* Instrucciones de trabajo:
1) Convierte en una lista breve el párrafo del texto sobre el consumo de vino que empieza «El incremento del consumo de vino en el propio hogar». Conserva sus datos principales.
2) Escribe la continuación del texto sobre el consumo de vino a partir de su última frase.

* Pasaje citado:
□ □ □ □
La Federación Española del Vino, patronal que agrupa a una buena parte de las empresas vitivinícolas, acaba de difundir los últimos datos disponibles del “panel de consumo” que elabora el Ministerio de Agricultura, Pesca y Alimentación referidos al consumo de vino. Según esas cifras, correspondientes al periodo enero-septiembre de 2003, el consumo de vino en España sigue su línea descendente se diría que imparable: cayó un 3,2 por ciento sobre el consumo del mismo periodo del año anterior, siendo la caída más acusada fuera del hogar (3,3 por ciento) que dentro (3 por ciento).
El incremento del consumo de vino en el propio hogar, en detrimento de la hostelería, se hace más evidente en el segmento de los vinos con denominación de origen, que caen un 10 por ciento en hostelería, mientras que el consumo doméstico crece en un 5,4 por ciento. El aumento del precio medio de los vinos con denominación de origen, que se cifra en un 10 por ciento, sólo puede explicar en parte ese comportamiento del vino. Sin embargo, la caída del consumo en hostelería es posible que sí tenga que ver con precios y también con servicio.
El del precio del vino en los restaurantes es un tema tal vez recurrente, pero es que sigue siendo una de las facetas importantes en un sector como el de la hostelería, que resulta trascendental por su doble función de escaparate de los vinos de calidad y de canal de venta muy importante. Sin embargo, los datos indican que poco a poco el restaurante va perdiendo peso como escenario de consumo del vino de calidad. El bar, a pesar de la proliferación de bares de vinos, parece un caso perdido, abandonado a los vinos más baratos.
La impresión general es que, poco a poco, también en este sentido se va convergiendo con Europa, donde no dejan de sorprenderse de la enorme cantidad de bares y restaurantes que abren sus puertas en nuestros pueblos y ciudades. A medio plazo, o tal vez no tan medio, se avecina una época de crisis en un sector que parece decidido a exprimir la gallina de los huevos de oro a toda velocidad por la vía de unos precios que se van poniendo a nivel europeo, apoyados de forma clara por el cambio de la peseta al euro.
□ □ □ □
* Datos almacenados:
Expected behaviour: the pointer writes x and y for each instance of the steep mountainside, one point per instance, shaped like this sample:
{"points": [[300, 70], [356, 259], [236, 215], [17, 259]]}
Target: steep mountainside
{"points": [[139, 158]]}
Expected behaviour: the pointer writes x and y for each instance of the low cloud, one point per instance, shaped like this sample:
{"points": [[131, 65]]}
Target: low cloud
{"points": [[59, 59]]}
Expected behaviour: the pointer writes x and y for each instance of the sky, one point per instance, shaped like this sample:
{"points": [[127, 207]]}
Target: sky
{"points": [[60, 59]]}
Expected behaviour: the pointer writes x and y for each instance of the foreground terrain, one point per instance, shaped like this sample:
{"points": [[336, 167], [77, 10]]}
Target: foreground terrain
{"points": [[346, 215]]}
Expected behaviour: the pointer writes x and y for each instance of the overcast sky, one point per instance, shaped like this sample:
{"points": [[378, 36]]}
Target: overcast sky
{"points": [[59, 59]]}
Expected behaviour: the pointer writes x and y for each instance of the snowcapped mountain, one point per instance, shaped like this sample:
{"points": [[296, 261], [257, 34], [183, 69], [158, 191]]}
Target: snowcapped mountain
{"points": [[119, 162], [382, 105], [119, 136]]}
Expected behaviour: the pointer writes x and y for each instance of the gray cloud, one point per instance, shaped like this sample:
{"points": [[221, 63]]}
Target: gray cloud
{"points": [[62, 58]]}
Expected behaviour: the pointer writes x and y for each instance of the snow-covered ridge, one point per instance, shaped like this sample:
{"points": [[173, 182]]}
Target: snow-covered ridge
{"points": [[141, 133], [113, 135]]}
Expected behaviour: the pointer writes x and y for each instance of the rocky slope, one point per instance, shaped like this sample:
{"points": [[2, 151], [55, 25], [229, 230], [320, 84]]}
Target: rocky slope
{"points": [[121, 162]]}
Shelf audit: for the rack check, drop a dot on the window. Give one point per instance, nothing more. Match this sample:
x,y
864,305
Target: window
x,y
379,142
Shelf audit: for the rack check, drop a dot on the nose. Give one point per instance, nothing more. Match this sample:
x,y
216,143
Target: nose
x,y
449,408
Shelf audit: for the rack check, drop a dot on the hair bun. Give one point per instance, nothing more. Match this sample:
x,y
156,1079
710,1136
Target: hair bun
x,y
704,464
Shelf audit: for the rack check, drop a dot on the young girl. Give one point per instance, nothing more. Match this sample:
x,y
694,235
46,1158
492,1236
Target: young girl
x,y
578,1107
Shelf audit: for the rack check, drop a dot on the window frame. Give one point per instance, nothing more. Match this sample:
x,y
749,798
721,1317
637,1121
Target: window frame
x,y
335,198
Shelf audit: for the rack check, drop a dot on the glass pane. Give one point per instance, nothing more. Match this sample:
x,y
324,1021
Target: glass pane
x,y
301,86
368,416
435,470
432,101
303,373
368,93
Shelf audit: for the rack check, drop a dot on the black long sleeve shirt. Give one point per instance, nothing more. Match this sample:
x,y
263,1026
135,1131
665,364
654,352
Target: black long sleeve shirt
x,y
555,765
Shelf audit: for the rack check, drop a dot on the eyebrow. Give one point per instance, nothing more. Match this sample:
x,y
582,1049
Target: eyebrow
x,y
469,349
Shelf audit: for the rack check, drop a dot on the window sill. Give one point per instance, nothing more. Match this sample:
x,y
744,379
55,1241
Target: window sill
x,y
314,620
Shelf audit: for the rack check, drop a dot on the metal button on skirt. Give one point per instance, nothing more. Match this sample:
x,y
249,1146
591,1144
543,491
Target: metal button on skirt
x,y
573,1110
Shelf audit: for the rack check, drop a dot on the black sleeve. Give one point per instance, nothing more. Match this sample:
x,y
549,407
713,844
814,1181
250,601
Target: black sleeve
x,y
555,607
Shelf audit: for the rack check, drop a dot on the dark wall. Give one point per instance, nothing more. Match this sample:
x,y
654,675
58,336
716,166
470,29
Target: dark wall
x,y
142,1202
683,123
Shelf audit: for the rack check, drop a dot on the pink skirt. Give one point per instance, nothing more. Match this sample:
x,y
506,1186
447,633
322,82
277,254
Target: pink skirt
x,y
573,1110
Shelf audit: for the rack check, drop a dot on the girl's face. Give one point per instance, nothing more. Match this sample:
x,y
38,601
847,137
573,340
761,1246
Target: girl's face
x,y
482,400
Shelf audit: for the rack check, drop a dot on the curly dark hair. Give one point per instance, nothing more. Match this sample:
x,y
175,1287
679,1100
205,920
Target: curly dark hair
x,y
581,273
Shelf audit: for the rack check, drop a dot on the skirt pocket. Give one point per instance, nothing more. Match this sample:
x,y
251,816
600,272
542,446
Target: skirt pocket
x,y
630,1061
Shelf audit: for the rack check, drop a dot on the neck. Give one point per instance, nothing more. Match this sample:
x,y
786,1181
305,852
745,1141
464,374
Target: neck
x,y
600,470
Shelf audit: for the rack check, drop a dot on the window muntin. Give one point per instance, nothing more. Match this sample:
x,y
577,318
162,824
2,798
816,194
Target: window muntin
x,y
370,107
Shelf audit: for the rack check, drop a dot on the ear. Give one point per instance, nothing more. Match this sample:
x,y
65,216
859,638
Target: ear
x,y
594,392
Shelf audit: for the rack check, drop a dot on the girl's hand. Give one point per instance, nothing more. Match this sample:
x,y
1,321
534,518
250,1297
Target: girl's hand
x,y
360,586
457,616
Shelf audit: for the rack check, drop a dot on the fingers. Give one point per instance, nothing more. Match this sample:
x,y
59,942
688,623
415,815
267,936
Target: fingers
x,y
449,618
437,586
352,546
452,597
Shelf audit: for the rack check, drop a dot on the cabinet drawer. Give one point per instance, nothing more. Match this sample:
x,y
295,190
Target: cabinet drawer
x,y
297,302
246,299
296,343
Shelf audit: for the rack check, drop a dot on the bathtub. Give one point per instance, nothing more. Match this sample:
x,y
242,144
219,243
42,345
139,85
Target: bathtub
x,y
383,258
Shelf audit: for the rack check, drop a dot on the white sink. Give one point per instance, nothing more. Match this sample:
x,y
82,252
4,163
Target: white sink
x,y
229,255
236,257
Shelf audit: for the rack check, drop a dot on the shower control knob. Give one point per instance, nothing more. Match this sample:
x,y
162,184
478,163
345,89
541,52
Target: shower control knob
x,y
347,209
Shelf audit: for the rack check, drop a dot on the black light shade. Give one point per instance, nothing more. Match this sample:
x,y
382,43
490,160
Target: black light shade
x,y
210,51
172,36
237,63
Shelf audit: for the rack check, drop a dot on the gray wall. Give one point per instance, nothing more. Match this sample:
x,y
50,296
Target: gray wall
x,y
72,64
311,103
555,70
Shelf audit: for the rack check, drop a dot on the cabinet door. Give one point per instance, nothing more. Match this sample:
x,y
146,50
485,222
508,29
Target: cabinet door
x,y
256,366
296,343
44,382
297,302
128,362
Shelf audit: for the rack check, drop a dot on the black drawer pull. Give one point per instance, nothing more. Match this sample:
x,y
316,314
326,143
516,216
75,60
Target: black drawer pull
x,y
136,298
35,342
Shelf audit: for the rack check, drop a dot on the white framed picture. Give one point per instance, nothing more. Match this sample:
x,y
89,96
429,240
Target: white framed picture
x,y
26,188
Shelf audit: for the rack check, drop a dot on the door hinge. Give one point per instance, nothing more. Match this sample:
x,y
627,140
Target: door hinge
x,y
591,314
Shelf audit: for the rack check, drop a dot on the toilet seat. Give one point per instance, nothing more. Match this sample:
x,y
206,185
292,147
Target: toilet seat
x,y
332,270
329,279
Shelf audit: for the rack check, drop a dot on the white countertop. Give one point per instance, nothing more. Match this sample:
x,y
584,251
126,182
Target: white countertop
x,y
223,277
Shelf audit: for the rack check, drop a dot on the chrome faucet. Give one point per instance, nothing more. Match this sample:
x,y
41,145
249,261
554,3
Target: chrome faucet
□ □ □ □
* Respuestas del ejercicio:
1)
- El consumo de vino en casa crece a costa de la hostelería, sobre todo en los vinos con denominación de origen.
- Estos vinos bajan un 10 % en hostelería y suben un 5,4 % en el consumo doméstico.
- Su precio medio ha subido un 10 %, lo que solo explica en parte ese comportamiento.
- La caída en hostelería quizá sí se deba a los precios y también al servicio.

2)
Hace ya un rato largo que hemos dejado de ver un chato de vino, un café o una cerveza a menos de un euro. Lo que antes eran veinte duritos o 120 pesetas, pasó casi automáticamente a costar un euro o 1,20. Y el problema es que ya va camino de los dos euros sin necesidad de acudir a un establecimiento de lujo; como muestra, un dato de estos días: dos refrescos en el cochambroso bar del restaurante El Castillo, de Atienza, en Guadalajara, cuestan 2,90 euros, casi quinientas de las viejas pesetas.
Esa es una de las claves: en la mayor parte de los casos el precio es igual al de un local de cierta categoría y con un servicio de calidad, pero con demasiada frecuencia sólo el precio responde a ese nivel. Abundan los bares y restaurantes ruidosos, llenos de humos y olores desagradables, con bastas vajillas elegidas por irrompibles, con camareros poco o nada profesionales… ¡y esos lavabos a los que hay que entrar con pinza en la nariz! (lo de la limpieza del aseo es mal endémico: mejor la cuneta que la mayor parte de las gasolineras, que, paradojas, se llaman estaciones de servicio).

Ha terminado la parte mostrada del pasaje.